[Rd] Runnable R packages
Barry Rowlingson
b@row||ng@on @end|ng |rom |@nc@@ter@@c@uk
Fri Feb 1 21:19:54 CET 2019
Ummm oops. Magic pixies? It assumed all of CRAN was installed?
Maybe I'll write something that could go in /usr/lib/R/bin/RUN that
checks and gets deps, installs the package, and runs package::main,
which I think is what the OP wants - you could do R CMD RUN
foo_1.0.0.tar.gz and away it goes...
B
On Thu, Jan 31, 2019 at 3:56 PM David Lindelof <lindelof using ieee.org> wrote:
>
> Would you care to share how your package installs its own dependencies? I assume this is done during the call to `main()`? (Last time I checked, R CMD INSTALL would not install a package's dependencies...)
>
>
> On Thu, Jan 31, 2019 at 4:38 PM Barry Rowlingson <b.rowlingson using lancaster.ac.uk> wrote:
>>
>>
>>
>> On Thu, Jan 31, 2019 at 3:14 PM David Lindelof <lindelof using ieee.org> wrote:
>>>
>>>
>>> In summary, I'm convinced R would benefit from something similar to Java's
>>> `Main-Class` header or Python's `__main__()` function. A new R CMD command
>>> would take a package, install its dependencies, and run its "main"

* Entries *
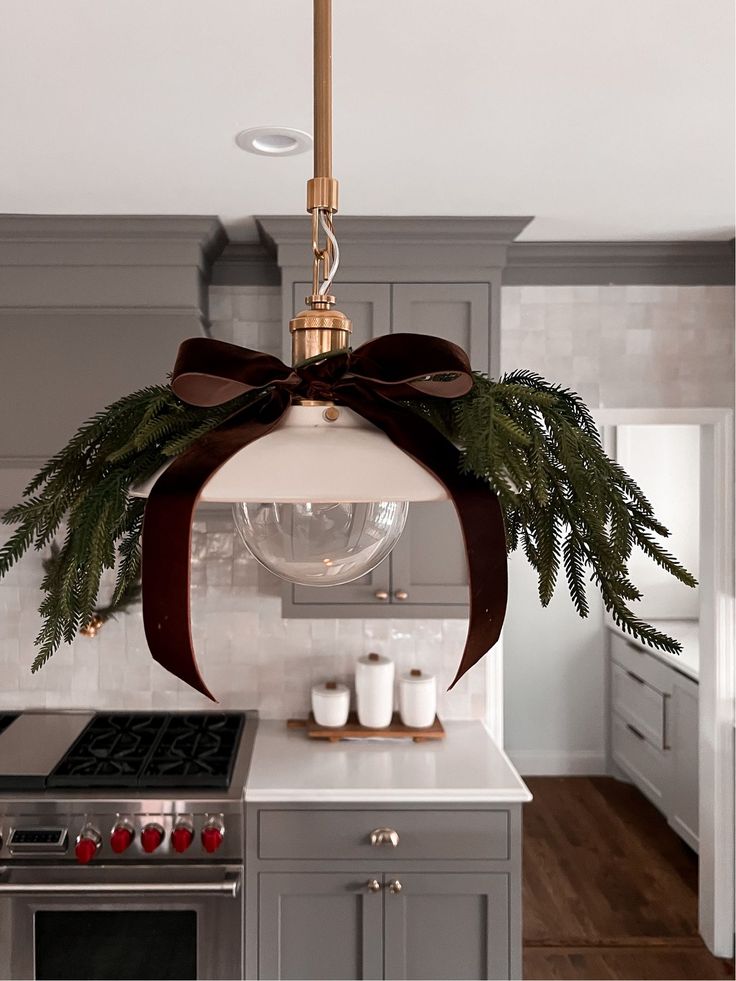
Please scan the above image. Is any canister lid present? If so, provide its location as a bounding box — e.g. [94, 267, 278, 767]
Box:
[312, 681, 350, 695]
[400, 668, 435, 685]
[358, 653, 393, 667]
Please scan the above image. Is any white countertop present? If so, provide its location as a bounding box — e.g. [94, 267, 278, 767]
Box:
[245, 720, 531, 803]
[606, 620, 700, 681]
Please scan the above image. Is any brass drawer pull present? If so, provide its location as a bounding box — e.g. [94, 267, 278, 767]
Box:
[371, 828, 399, 848]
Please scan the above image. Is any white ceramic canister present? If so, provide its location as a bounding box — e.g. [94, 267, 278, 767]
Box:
[355, 654, 394, 729]
[399, 668, 437, 729]
[312, 681, 350, 729]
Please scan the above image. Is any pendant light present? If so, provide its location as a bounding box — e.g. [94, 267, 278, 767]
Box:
[135, 0, 448, 586]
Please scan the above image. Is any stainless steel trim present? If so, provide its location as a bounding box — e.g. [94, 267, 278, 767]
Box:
[0, 875, 241, 899]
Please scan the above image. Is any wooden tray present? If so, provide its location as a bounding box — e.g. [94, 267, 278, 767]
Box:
[286, 712, 445, 743]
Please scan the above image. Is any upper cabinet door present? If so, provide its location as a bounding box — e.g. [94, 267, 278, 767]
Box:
[293, 283, 391, 348]
[391, 283, 491, 372]
[391, 501, 468, 616]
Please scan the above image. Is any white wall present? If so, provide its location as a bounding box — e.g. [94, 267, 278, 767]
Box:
[616, 426, 700, 620]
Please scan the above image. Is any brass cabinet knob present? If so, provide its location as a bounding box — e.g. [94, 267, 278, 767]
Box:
[371, 828, 399, 848]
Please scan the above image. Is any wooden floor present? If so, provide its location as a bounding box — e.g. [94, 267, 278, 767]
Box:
[524, 777, 734, 981]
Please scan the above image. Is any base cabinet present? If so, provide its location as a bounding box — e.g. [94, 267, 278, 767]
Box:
[258, 872, 383, 981]
[245, 804, 521, 981]
[610, 633, 699, 851]
[383, 871, 510, 981]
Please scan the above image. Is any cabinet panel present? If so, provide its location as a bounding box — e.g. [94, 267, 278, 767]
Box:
[258, 872, 383, 981]
[668, 675, 699, 851]
[258, 808, 509, 862]
[611, 661, 665, 749]
[611, 715, 670, 811]
[391, 283, 490, 372]
[384, 871, 510, 981]
[287, 282, 391, 348]
[391, 501, 468, 604]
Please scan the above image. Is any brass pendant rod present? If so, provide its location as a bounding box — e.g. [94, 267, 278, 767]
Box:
[289, 0, 351, 364]
[314, 0, 332, 177]
[307, 0, 338, 216]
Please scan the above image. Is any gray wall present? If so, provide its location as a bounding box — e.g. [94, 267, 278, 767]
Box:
[501, 286, 734, 773]
[0, 272, 733, 772]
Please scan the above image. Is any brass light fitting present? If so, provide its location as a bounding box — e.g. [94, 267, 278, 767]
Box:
[289, 0, 352, 364]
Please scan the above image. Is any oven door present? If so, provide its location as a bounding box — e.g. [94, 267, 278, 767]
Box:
[0, 864, 243, 981]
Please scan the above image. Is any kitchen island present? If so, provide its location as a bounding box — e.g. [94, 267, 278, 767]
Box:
[245, 720, 531, 979]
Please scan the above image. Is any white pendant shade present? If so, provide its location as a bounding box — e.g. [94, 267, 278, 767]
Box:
[131, 405, 448, 504]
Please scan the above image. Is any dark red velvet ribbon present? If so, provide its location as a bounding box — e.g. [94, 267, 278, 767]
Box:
[142, 334, 507, 701]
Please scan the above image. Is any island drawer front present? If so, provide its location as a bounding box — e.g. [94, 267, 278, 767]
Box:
[258, 808, 509, 862]
[611, 634, 672, 695]
[611, 661, 666, 749]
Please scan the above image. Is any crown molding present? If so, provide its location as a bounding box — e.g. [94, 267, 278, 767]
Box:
[210, 242, 281, 286]
[256, 215, 531, 281]
[503, 239, 734, 286]
[0, 215, 227, 317]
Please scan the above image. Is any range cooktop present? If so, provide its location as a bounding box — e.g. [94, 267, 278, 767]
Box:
[0, 712, 245, 790]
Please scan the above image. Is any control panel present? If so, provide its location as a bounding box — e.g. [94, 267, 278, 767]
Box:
[0, 813, 229, 865]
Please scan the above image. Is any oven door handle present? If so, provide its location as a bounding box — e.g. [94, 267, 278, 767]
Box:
[0, 875, 240, 899]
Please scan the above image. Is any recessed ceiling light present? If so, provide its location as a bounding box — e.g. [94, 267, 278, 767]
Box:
[235, 126, 312, 157]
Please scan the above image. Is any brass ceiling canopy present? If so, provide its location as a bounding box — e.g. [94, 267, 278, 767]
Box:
[289, 0, 352, 364]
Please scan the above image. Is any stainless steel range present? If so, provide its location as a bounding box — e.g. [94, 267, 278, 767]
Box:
[0, 712, 257, 979]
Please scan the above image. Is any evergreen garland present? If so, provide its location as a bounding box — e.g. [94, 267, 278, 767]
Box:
[0, 371, 696, 671]
[41, 541, 141, 637]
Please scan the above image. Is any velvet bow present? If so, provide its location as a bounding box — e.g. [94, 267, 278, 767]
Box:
[142, 334, 507, 701]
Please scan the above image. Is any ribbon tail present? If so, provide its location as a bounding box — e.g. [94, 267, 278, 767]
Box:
[339, 385, 508, 688]
[141, 390, 290, 702]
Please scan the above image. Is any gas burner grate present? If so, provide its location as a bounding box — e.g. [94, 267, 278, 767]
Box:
[46, 712, 245, 789]
[0, 712, 20, 733]
[142, 713, 244, 788]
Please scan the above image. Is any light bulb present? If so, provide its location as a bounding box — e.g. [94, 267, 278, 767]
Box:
[233, 501, 409, 586]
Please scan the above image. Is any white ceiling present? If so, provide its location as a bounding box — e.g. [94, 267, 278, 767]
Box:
[0, 0, 734, 240]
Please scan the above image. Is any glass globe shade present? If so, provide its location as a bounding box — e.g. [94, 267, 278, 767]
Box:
[233, 501, 409, 586]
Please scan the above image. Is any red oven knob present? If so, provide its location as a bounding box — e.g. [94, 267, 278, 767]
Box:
[202, 818, 225, 855]
[110, 824, 133, 855]
[171, 821, 194, 852]
[141, 824, 164, 854]
[74, 827, 102, 865]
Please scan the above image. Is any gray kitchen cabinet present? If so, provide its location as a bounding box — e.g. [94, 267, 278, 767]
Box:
[667, 675, 698, 851]
[258, 872, 383, 981]
[391, 283, 490, 372]
[384, 870, 509, 981]
[282, 280, 484, 619]
[245, 803, 521, 981]
[609, 631, 699, 851]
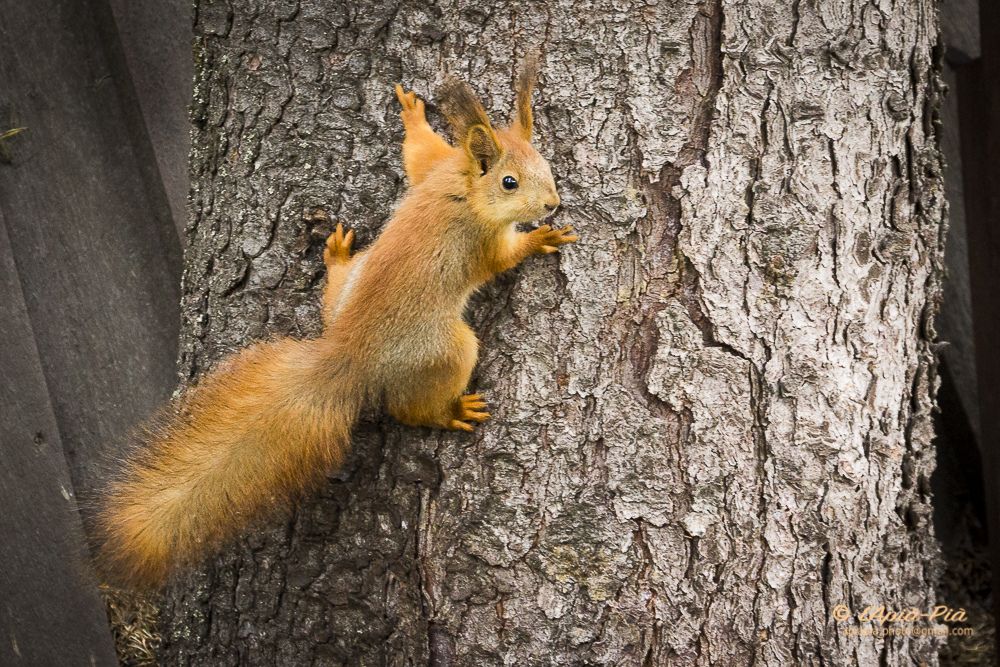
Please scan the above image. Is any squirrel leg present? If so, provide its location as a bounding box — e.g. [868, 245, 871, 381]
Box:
[323, 222, 354, 327]
[396, 85, 456, 186]
[386, 322, 490, 431]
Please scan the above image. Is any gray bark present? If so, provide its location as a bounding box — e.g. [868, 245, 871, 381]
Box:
[165, 0, 945, 666]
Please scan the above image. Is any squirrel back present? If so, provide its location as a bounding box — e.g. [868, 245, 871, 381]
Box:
[96, 57, 577, 587]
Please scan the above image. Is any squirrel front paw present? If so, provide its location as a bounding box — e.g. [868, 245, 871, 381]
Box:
[396, 84, 427, 128]
[529, 225, 580, 253]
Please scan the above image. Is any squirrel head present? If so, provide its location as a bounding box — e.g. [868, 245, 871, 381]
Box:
[438, 55, 559, 225]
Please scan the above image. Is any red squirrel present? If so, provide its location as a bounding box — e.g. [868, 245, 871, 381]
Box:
[96, 57, 578, 588]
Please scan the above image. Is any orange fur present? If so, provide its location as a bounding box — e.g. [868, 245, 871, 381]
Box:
[97, 59, 577, 586]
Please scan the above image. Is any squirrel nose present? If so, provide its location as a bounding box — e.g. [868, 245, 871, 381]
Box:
[544, 192, 559, 213]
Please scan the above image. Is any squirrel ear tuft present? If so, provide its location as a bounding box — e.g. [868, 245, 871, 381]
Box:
[436, 77, 493, 144]
[462, 125, 502, 174]
[510, 49, 538, 141]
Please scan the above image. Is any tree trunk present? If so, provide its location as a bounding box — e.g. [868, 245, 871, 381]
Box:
[164, 0, 946, 667]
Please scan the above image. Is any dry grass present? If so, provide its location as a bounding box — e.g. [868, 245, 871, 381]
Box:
[101, 586, 161, 667]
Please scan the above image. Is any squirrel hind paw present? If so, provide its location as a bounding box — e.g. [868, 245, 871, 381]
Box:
[396, 83, 420, 111]
[323, 222, 354, 267]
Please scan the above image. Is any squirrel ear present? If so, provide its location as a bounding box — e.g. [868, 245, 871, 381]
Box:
[462, 125, 502, 174]
[510, 49, 538, 141]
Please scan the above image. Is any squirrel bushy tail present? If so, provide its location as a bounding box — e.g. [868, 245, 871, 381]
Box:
[96, 338, 364, 588]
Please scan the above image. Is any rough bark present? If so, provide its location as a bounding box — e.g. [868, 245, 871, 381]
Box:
[166, 0, 945, 666]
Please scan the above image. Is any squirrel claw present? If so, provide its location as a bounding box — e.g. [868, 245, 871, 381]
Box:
[448, 394, 490, 431]
[531, 225, 580, 253]
[323, 222, 354, 267]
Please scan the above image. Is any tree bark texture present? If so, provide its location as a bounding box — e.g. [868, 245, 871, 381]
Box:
[164, 0, 946, 667]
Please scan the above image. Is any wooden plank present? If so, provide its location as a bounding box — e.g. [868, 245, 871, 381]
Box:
[92, 0, 194, 244]
[0, 210, 118, 667]
[0, 0, 181, 504]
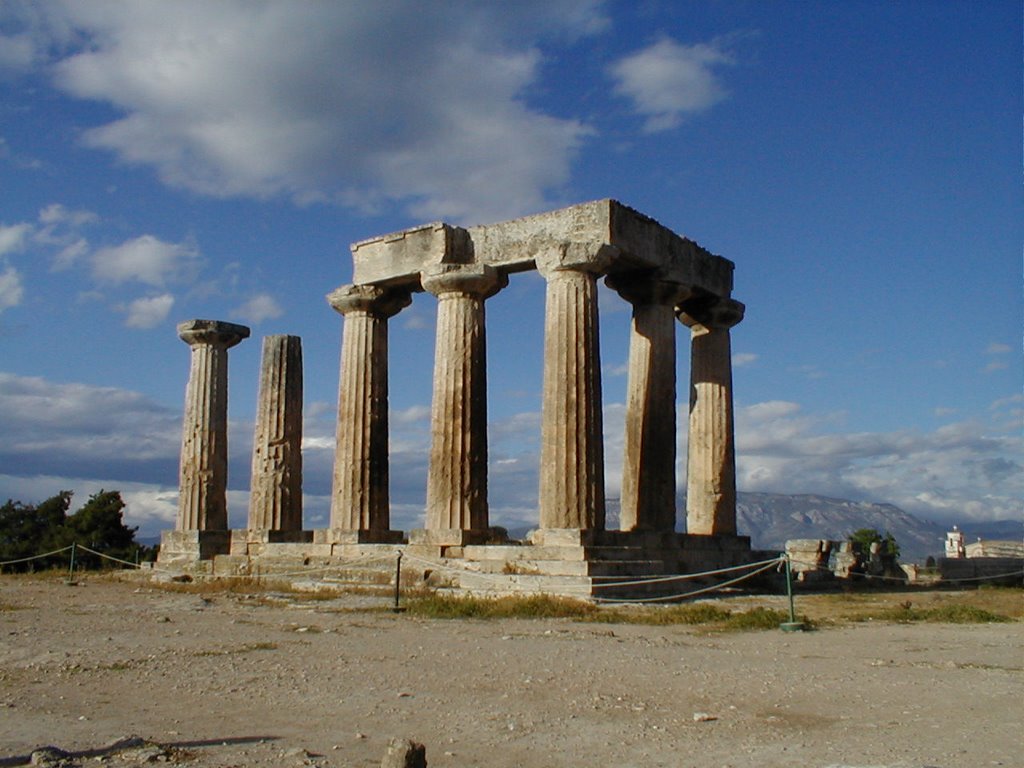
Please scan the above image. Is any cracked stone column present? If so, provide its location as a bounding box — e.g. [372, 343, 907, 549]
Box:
[679, 299, 743, 536]
[175, 319, 249, 530]
[605, 274, 689, 532]
[328, 286, 412, 541]
[537, 248, 611, 530]
[249, 336, 302, 530]
[421, 264, 508, 544]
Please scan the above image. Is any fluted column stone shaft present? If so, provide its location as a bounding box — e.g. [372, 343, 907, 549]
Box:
[249, 336, 302, 530]
[422, 264, 508, 531]
[679, 299, 743, 536]
[328, 286, 411, 530]
[175, 319, 249, 530]
[537, 249, 607, 530]
[606, 274, 688, 531]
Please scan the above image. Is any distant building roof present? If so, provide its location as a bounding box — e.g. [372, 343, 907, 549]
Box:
[964, 539, 1024, 557]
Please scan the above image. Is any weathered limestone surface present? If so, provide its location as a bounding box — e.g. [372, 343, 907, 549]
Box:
[249, 336, 302, 530]
[352, 200, 733, 296]
[679, 298, 743, 536]
[422, 264, 508, 530]
[538, 249, 609, 529]
[175, 319, 249, 530]
[606, 274, 689, 531]
[328, 286, 412, 531]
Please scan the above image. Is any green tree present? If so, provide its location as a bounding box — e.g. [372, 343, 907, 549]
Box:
[0, 490, 72, 570]
[850, 528, 899, 558]
[65, 490, 139, 565]
[0, 490, 153, 570]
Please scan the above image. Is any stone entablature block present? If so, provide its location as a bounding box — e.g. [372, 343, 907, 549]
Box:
[351, 200, 733, 296]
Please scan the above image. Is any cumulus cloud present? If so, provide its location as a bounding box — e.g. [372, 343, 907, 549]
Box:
[92, 234, 200, 288]
[0, 222, 32, 256]
[0, 34, 36, 79]
[125, 293, 174, 329]
[231, 293, 285, 326]
[18, 0, 606, 223]
[736, 402, 1024, 520]
[609, 37, 734, 133]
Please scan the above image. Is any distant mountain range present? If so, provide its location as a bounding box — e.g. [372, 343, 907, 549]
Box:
[607, 493, 1024, 562]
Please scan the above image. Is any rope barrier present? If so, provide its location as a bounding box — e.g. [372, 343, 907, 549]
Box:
[0, 544, 1024, 602]
[406, 553, 784, 600]
[594, 557, 785, 587]
[0, 544, 71, 566]
[791, 558, 1024, 584]
[594, 558, 782, 603]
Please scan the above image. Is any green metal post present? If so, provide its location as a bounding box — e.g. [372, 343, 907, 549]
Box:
[68, 542, 77, 584]
[779, 553, 804, 632]
[391, 550, 401, 613]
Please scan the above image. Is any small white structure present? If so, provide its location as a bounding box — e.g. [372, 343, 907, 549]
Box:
[946, 525, 967, 558]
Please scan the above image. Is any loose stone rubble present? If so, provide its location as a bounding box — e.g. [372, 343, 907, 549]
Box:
[160, 200, 771, 596]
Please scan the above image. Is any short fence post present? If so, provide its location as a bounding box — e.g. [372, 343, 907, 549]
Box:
[779, 552, 804, 632]
[391, 550, 401, 613]
[68, 542, 78, 585]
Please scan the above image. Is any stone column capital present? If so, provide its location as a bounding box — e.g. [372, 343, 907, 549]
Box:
[178, 319, 249, 349]
[327, 285, 413, 319]
[676, 297, 745, 331]
[535, 243, 618, 281]
[604, 272, 692, 307]
[420, 264, 509, 299]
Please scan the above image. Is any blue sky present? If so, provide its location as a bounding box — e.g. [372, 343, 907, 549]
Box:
[0, 0, 1024, 534]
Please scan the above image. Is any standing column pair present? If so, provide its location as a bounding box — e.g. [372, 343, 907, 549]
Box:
[537, 248, 613, 530]
[175, 319, 249, 531]
[411, 264, 508, 545]
[328, 286, 412, 542]
[679, 297, 744, 536]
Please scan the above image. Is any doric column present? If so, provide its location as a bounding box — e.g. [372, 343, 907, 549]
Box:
[421, 264, 508, 544]
[537, 246, 610, 530]
[605, 274, 689, 531]
[175, 319, 249, 530]
[679, 299, 743, 536]
[249, 336, 302, 530]
[328, 286, 412, 531]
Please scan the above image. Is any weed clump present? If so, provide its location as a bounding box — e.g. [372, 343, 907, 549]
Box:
[406, 595, 600, 620]
[860, 603, 1013, 624]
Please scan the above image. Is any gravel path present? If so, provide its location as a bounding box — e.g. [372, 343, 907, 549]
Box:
[0, 577, 1024, 768]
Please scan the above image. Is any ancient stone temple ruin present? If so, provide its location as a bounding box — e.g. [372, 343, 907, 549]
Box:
[160, 200, 770, 594]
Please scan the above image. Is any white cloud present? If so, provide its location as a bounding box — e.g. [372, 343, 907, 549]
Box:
[231, 293, 285, 326]
[609, 38, 733, 133]
[92, 234, 200, 288]
[28, 0, 605, 223]
[0, 34, 36, 78]
[125, 293, 174, 329]
[0, 222, 33, 256]
[0, 266, 25, 312]
[736, 402, 1024, 519]
[39, 203, 99, 227]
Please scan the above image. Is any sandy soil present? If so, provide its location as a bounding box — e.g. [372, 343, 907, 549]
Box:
[0, 577, 1024, 768]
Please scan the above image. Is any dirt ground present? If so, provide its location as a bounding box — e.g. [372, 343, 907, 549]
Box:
[0, 575, 1024, 768]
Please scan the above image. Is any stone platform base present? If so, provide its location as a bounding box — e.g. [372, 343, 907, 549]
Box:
[149, 528, 777, 600]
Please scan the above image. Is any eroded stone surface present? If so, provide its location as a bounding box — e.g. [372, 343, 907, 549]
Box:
[175, 319, 249, 530]
[249, 336, 302, 530]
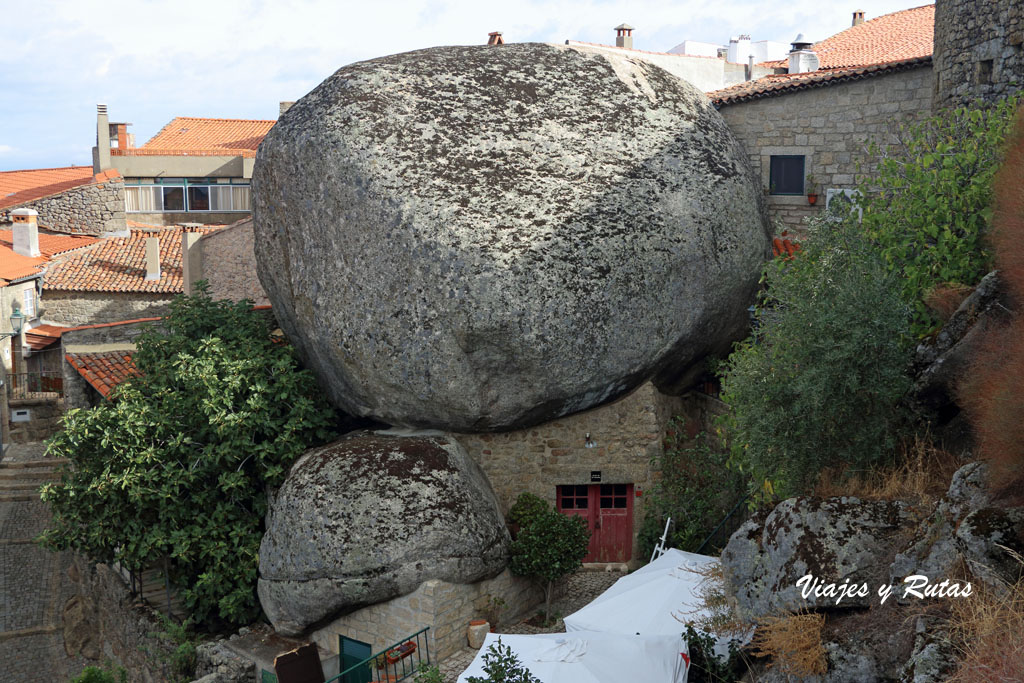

* Required actions *
1/ Say whether each statement agrees with the post about runnable R packages, answering yes or no and quoting the deciding words of the post. (a) The post proposes a file at /usr/local/lib/R/bin/RUN. (b) The quoted question states that R CMD INSTALL would not install a package's dependencies when it was last checked. (c) The summary compares the idea to Java's `Main-Class` header and Python's `__main__()` function.
2/ Return the part of the post about runnable R packages that begins at the words "[Rd] Runnable R" and stops after "CRAN was installed?".
3/ Resume the post about runnable R packages, picking up after its last line.

* Answers for the tasks *
1/
(a) No: "Maybe I'll write something that could go in /usr/lib/R/bin/RUN"
(b) Yes: "Last time I checked, R CMD INSTALL would not install a package's dependencies..."
(c) Yes: "`Main-Class` header or Python's `__main__()` function"

2/
[Rd] Runnable R packages
Barry Rowlingson
b@row||ng@on @end|ng |rom |@nc@@ter@@c@uk
Fri Feb 1 21:19:54 CET 2019
Ummm oops. Magic pixies? It assumed all of CRAN was installed?

3/
>>> function.
>>
>>
>>
>> I just created and built a very boilerplate R package called "runme". I can install its dependencies and run its "main" function with:
>>
>> $ R CMD INSTALL runme_0.0.0.9000.tar.gz
>> $ R -e 'runme::main()'
>>
>> No new R CMDs needed. Now my choice of "main" is arbitrary, whereas with python and java and C the entrypoint is more tightly specified (__name__ == "__main__" in python, int main(..) in C and so on). But I don't think that's much of a problem.
>>
>> Does that not satisfy your requirements close enough? If you want it in one line then:
>>
>> R CMD INSTALL runme_0.0.0.9000.tar.gz && R -e 'runme::main()'
>>
>> will do the second if the first succeeds (Unix shells).
>>
>> You could write a script for $RHOME/bin/RUN which would be a two-liner and that could mandate the use of "main" as an entry point. But good luck getting anything into base R.
>>
>> Barry
>>
>>
>>
>>>
>>> If we have this machinery available, we could even consider
>>> reaching out to Spark (and other tech stacks) developers and make it easier
>>> to develop R applications for those platforms.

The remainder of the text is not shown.